YOUR GOAL:
Take the entries below and print only the lines from the one with "In this exercise you will label the backpack" through the one with "In this exercise you will label the white", exactly as they stand, both ends included.

PROVIDED DATA:
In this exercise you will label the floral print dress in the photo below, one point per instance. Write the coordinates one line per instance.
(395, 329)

==

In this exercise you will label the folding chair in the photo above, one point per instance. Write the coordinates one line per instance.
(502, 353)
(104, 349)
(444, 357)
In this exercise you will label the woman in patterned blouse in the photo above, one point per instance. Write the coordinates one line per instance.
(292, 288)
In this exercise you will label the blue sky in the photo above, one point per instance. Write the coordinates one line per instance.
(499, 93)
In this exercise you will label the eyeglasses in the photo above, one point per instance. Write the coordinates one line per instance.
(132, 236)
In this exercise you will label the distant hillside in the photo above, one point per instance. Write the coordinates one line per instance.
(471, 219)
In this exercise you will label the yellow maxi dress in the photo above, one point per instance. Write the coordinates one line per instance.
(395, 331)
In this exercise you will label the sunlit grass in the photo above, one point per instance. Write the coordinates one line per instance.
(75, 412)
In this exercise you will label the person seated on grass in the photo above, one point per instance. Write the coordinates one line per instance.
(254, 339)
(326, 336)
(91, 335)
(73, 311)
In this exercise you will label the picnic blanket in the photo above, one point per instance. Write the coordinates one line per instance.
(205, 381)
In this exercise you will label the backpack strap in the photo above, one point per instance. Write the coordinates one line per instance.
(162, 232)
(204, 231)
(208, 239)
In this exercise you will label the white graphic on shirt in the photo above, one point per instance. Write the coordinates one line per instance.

EXPECTED ANSWER:
In this exercise you will label the backpack strap in the photo above, one point per instance. Write the coordinates one line per instance.
(162, 232)
(204, 231)
(208, 239)
In this exercise you will label the white graphic on shirt in the photo above, one point per instance. Write the coordinates one line per instance.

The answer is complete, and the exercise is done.